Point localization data
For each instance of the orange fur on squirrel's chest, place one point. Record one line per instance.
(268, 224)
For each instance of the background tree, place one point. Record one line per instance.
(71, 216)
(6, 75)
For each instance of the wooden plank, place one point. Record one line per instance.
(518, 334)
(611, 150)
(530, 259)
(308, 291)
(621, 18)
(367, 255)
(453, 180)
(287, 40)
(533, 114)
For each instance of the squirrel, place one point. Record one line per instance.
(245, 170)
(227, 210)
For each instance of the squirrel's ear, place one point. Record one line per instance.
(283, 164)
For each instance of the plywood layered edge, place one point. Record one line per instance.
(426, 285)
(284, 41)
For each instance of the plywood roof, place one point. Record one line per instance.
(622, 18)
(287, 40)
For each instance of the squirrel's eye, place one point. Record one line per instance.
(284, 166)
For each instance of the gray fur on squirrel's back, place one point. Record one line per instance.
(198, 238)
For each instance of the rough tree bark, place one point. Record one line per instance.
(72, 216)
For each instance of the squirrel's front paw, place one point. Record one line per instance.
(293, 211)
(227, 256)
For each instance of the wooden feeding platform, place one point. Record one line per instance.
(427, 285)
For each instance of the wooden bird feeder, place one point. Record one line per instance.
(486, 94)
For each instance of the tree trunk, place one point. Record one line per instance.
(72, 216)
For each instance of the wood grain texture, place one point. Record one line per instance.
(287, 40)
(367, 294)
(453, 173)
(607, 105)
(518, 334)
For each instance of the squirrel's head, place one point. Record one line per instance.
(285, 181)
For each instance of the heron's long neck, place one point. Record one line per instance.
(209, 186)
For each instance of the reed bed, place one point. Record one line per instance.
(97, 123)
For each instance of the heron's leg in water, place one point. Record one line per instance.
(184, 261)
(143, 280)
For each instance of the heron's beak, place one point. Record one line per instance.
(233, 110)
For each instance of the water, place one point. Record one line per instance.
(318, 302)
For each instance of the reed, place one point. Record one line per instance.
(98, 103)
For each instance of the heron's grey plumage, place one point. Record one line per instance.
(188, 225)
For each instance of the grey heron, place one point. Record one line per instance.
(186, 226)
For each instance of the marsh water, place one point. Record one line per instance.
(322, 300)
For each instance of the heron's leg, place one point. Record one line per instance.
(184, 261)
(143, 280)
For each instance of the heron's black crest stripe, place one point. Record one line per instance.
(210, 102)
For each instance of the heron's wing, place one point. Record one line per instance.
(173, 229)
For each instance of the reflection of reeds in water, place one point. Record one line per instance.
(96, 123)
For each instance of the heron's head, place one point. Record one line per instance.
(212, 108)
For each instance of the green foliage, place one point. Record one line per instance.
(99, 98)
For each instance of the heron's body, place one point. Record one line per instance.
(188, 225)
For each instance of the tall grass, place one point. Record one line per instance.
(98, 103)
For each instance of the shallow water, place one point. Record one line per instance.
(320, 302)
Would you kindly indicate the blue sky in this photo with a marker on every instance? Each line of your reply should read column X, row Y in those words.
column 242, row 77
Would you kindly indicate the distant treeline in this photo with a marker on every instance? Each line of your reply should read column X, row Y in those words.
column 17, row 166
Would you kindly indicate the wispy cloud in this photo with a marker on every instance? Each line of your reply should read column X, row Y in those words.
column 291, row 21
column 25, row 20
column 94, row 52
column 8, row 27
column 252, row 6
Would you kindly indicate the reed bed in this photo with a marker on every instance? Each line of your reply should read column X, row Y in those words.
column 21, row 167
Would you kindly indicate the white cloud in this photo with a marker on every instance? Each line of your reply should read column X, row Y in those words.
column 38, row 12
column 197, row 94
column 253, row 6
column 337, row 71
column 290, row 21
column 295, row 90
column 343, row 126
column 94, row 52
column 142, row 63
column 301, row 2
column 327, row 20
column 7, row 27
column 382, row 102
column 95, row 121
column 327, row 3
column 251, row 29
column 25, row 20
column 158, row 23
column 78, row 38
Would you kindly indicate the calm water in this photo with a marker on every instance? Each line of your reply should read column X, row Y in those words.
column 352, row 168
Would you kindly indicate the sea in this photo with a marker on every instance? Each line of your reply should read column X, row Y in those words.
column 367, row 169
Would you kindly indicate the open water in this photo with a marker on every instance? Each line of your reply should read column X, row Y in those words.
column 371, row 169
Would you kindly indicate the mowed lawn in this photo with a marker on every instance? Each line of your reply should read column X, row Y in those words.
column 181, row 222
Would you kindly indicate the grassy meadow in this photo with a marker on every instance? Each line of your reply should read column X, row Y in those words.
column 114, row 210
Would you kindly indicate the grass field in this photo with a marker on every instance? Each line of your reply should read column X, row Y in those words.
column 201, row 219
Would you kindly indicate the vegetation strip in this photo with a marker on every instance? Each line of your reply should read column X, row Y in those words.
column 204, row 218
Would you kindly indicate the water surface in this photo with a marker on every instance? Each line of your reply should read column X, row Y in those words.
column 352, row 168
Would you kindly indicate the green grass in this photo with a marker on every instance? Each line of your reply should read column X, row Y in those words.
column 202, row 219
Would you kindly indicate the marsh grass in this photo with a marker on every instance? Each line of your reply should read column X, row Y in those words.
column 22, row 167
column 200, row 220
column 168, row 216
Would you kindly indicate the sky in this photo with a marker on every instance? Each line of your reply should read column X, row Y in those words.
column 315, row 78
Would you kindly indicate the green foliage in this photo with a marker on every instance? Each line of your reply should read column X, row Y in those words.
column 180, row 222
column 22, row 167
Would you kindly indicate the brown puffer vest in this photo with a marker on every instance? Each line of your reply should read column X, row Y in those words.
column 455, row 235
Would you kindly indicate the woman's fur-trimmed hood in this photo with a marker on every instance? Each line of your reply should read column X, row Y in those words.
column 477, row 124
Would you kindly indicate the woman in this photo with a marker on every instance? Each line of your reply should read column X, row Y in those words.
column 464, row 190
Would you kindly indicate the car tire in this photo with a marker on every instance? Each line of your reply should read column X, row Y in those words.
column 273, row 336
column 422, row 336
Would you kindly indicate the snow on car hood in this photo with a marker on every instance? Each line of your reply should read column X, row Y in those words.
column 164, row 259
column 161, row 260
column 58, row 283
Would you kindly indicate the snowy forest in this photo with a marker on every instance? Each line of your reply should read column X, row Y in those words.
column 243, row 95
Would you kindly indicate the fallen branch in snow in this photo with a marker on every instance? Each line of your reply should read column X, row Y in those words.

## [Activity]
What is needed is an exact transcription of every entry above.

## [Exercise result]
For each instance of the orange fur on squirrel's chest, place one point. Record one line per instance.
(268, 224)
For each instance of the background tree, place one point. Record one line per instance.
(71, 216)
(6, 75)
For each instance of the wooden plank, place one point. Record one line per instance.
(518, 334)
(611, 150)
(530, 259)
(308, 291)
(621, 18)
(367, 255)
(453, 180)
(287, 40)
(533, 114)
For each instance of the squirrel, place one point. Record one line per instance.
(245, 170)
(227, 210)
For each instance of the squirrel's ear, place one point. Record one line per instance.
(283, 164)
For each instance of the plywood layered edge, place one point. Record one line per instance.
(426, 285)
(284, 41)
For each instance of the plywood roof, place one point. Record one line per instance.
(622, 18)
(287, 40)
For each instance of the squirrel's eye, place one point. Record one line per instance.
(284, 166)
For each instance of the gray fur on squirrel's back, place one point. Record one line per instance.
(198, 238)
For each instance of the rough tree bark, place one point. Record one line per instance.
(72, 216)
For each instance of the squirrel's front paw, place one point. Record one line per instance.
(293, 211)
(227, 256)
For each instance of the wooden feeding platform, place one point. Record one line per instance.
(427, 285)
For each instance of the wooden bird feeder, place one point. Record one line per instance.
(486, 94)
For each instance of the tree trunk, place one point. Record one line per instance.
(72, 216)
For each instance of the wood grain texture, place one point. Record one line per instance.
(287, 40)
(367, 294)
(453, 173)
(607, 105)
(518, 334)
For each instance of the squirrel's head, place one point. Record one line per instance.
(285, 181)
For each instance of the heron's long neck, place one point. Record one line per instance.
(209, 186)
For each instance of the reed bed, place one point. Record one line per instance.
(97, 123)
For each instance of the heron's leg in water, place one point. Record one line per instance.
(184, 261)
(143, 280)
For each instance of the heron's beak, place one point. Record one line per instance.
(233, 110)
For each instance of the water, place one point. Record one line per instance.
(318, 302)
For each instance of the reed, place one point. Record one line per instance.
(98, 103)
For each instance of the heron's grey plumage, place one point. Record one line per instance.
(188, 225)
For each instance of the grey heron, place one point. Record one line per instance.
(186, 226)
For each instance of the marsh water, place one point. Record one line per instance.
(322, 300)
For each instance of the heron's leg, place one point. Record one line per instance.
(184, 261)
(143, 280)
For each instance of the heron's black crest stripe, place one point. Record one line per instance.
(210, 102)
For each instance of the heron's wing, place one point. Record one line per instance.
(173, 229)
For each instance of the reflection of reeds in water, place one point. Record one line per instance.
(96, 123)
For each instance of the heron's head, place one point. Record one line per instance.
(212, 108)
For each instance of the green foliage, place one point. Record one line per instance.
(99, 98)
For each instance of the heron's body, place one point. Record one line per instance.
(188, 225)
For each instance of the tall grass, place one point. Record one line per instance.
(98, 103)
For each instance of the shallow water, place one point. Record one line per instance.
(320, 302)
Would you kindly indicate the blue sky in this photo with a marker on every instance? Each line of your reply should read column X, row Y in those words.
column 242, row 77
Would you kindly indicate the distant treeline in this photo with a marker on every instance? Each line of your reply should read column X, row Y in those words.
column 17, row 166
Would you kindly indicate the wispy cloud in this photo with a marker on every instance? Each line of your reply should read column X, row Y in those words.
column 291, row 21
column 25, row 20
column 94, row 52
column 8, row 27
column 252, row 6
Would you kindly indicate the reed bed in this photo with a marker on every instance? Each line of your reply should read column X, row Y in those words.
column 21, row 167
Would you kindly indicate the white cloud in this photo with a marker on every instance? Each line of your reply should read column X, row Y in those words.
column 38, row 12
column 197, row 94
column 253, row 6
column 337, row 71
column 290, row 21
column 295, row 90
column 343, row 126
column 94, row 52
column 142, row 63
column 301, row 2
column 327, row 20
column 7, row 27
column 382, row 102
column 95, row 121
column 327, row 3
column 251, row 29
column 25, row 20
column 158, row 23
column 78, row 38
Would you kindly indicate the calm water in this photo with a marker on every instance? Each line of your reply should read column X, row Y in those words.
column 352, row 168
Would you kindly indicate the sea in this photo with a marker on every instance? Each line of your reply should read column X, row Y in those words.
column 367, row 169
Would you kindly indicate the open water in this photo with a marker on every instance? Each line of your reply should read column X, row Y in those words.
column 371, row 169
Would you kindly indicate the mowed lawn in this photo with a marker on every instance? Each line of your reply should read column X, row Y in those words.
column 181, row 222
Would you kindly indicate the grassy meadow in this photo with a marker on every instance? Each line of your reply should read column X, row Y in those words.
column 114, row 210
Would you kindly indicate the grass field in this photo with a marker on every instance? Each line of your reply should read column X, row Y in those words.
column 201, row 219
Would you kindly indicate the vegetation strip in this photo with a marker on every instance? Each line of your reply should read column X, row Y in those words.
column 204, row 218
Would you kindly indicate the water surface in this photo with a marker on every instance? Each line of your reply should read column X, row Y in those words.
column 352, row 168
Would you kindly indicate the green grass in this photo with a marker on every instance? Each line of your reply should read column X, row Y in those words.
column 202, row 219
Would you kindly indicate the marsh grass in this photo with a marker on every instance? Each line of your reply should read column X, row Y in those words.
column 22, row 167
column 200, row 220
column 168, row 216
Would you kindly indicate the sky in this photo with a marker on every instance? Each line of your reply should read column X, row Y in those words.
column 315, row 78
Would you kindly indicate the green foliage in this photo with a marker on every instance? Each line of your reply should read column X, row Y in those words.
column 180, row 222
column 22, row 167
Would you kindly indicate the brown puffer vest in this photo with a marker on every instance? Each line of your reply should read column X, row Y in those words.
column 455, row 235
Would you kindly indicate the woman's fur-trimmed hood in this photo with a marker on every instance? Each line of your reply should read column X, row Y in those words.
column 477, row 124
Would you kindly indicate the woman in this photo with a marker on every instance? Each line of your reply should read column X, row Y in those words.
column 464, row 190
Would you kindly indicate the car tire in this photo with a marker on every instance? Each line of your reply should read column X, row Y in those words.
column 273, row 336
column 422, row 336
Would you kindly indicate the snow on car hood in this photo with a marker on every instance? Each line of your reply should read column X, row Y in those words.
column 164, row 259
column 161, row 260
column 58, row 283
Would you kindly indicate the snowy forest in this photo with a marker on every instance? Each line of your reply should read column X, row Y in those words.
column 243, row 95
Would you kindly indicate the fallen branch in snow in this photo with a marker on every instance? Each line of your reply should read column X, row Y in those words.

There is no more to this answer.